• Given entries:
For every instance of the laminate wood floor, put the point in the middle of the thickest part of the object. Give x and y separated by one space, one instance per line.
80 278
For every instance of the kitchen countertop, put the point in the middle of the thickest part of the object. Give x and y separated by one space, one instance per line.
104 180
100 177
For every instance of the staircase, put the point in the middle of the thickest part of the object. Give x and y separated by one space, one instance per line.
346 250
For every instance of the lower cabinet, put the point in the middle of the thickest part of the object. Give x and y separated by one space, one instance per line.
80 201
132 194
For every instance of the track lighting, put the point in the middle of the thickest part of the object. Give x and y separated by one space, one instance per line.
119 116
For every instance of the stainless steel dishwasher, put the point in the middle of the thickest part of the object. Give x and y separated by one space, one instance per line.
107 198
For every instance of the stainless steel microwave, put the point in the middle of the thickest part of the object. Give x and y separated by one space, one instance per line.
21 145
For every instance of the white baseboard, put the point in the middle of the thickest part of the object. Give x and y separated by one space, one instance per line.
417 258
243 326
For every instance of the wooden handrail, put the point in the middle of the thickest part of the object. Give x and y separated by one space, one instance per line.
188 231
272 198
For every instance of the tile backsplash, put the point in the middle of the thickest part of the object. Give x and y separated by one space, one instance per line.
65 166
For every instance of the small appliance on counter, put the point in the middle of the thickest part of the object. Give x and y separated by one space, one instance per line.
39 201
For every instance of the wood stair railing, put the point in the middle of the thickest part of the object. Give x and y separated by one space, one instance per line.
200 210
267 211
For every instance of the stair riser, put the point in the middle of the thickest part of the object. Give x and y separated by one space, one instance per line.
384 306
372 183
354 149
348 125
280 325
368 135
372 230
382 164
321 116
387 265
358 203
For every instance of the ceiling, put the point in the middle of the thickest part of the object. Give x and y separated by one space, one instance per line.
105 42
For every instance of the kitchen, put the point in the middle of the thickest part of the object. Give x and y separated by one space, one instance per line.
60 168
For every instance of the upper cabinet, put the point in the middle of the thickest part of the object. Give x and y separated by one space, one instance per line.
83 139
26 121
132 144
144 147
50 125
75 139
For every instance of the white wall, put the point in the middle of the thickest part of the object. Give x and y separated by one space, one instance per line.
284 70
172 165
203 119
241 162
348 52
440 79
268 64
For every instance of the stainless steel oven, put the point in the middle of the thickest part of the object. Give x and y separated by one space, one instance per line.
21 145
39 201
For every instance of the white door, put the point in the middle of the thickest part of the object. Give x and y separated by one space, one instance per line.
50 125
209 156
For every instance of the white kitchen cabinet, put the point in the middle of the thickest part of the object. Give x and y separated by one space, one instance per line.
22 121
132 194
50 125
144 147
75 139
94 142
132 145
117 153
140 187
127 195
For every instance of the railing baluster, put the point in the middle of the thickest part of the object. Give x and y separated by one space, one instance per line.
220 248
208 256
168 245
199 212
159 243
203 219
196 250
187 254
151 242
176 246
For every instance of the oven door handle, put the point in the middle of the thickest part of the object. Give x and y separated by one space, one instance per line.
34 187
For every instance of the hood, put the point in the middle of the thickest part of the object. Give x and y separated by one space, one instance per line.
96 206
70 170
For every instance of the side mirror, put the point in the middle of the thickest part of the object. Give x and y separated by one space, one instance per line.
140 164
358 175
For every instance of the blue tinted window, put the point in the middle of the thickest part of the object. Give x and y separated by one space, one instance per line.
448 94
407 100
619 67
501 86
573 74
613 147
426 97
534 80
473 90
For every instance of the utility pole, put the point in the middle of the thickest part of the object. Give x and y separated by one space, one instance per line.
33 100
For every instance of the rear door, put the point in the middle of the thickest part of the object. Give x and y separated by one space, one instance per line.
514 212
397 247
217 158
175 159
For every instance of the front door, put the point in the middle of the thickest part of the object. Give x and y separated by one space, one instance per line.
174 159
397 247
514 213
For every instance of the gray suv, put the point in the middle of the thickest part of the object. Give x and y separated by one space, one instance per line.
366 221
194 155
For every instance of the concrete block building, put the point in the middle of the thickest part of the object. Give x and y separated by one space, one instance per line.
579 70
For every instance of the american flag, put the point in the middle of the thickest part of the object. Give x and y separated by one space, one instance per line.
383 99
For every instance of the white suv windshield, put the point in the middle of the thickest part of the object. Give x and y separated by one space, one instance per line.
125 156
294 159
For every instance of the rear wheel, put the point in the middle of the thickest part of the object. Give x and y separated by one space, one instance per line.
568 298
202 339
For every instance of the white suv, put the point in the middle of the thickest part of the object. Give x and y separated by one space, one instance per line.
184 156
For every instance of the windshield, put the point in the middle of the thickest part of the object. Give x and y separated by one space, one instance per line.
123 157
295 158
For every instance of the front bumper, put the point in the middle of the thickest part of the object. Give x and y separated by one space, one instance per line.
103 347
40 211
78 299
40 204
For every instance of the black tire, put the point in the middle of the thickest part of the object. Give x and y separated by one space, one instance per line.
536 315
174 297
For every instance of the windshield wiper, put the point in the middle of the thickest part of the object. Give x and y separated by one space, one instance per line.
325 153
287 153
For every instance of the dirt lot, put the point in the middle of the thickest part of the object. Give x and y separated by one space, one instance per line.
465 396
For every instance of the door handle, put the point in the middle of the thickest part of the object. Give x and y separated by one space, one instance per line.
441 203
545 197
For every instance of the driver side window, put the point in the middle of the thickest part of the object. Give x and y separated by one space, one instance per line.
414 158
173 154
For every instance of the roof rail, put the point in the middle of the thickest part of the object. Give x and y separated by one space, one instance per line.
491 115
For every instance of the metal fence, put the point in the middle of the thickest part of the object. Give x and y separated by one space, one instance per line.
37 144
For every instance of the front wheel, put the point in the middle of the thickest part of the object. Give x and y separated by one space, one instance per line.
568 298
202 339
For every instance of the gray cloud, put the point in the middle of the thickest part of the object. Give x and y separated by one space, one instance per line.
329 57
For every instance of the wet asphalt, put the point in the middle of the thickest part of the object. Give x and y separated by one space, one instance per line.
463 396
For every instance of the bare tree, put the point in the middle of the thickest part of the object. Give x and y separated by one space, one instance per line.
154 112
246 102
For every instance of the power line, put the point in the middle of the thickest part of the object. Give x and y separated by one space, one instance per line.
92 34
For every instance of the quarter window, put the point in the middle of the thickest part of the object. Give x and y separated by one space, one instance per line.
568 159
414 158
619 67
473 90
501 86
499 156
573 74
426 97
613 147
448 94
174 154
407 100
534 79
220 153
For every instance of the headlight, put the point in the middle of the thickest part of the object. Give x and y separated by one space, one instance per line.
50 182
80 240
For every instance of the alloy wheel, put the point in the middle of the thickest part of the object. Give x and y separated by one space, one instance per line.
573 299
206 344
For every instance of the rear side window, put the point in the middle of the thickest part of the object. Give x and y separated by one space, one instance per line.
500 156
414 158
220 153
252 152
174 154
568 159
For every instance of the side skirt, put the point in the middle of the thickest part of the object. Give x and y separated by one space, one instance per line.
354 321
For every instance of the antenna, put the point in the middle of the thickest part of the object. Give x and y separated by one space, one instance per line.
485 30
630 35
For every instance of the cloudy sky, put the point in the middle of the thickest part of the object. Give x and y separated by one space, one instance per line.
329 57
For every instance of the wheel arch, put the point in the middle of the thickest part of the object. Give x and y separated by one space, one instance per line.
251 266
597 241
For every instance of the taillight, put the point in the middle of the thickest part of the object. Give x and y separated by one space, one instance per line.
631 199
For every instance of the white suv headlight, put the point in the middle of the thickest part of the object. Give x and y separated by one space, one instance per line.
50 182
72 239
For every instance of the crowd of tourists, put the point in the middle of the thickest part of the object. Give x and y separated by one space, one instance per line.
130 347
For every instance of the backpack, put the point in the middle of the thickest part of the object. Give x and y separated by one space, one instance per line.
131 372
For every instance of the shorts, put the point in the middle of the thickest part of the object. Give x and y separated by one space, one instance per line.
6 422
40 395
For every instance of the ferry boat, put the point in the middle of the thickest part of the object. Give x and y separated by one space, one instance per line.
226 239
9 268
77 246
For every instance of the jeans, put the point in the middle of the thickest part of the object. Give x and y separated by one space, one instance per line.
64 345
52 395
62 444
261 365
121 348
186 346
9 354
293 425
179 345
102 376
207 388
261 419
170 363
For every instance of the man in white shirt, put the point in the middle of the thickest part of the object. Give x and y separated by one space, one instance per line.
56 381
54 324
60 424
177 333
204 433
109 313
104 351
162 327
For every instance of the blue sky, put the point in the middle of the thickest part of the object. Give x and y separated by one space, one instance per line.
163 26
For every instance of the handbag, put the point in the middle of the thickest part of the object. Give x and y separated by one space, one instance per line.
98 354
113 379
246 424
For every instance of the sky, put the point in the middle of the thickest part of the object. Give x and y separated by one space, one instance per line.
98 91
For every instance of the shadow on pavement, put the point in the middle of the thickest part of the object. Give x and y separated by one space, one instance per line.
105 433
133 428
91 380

• Required action:
None of the lines before the one containing "For every instance of the shadow" belong in the answer; reproduce that line and all later lines of the records exactly.

• Problem solution:
For every instance of the shadow on pavement, put the point in the middle of the thickest part of the object. Give x and y separated by one space, one instance per line.
105 433
133 428
91 380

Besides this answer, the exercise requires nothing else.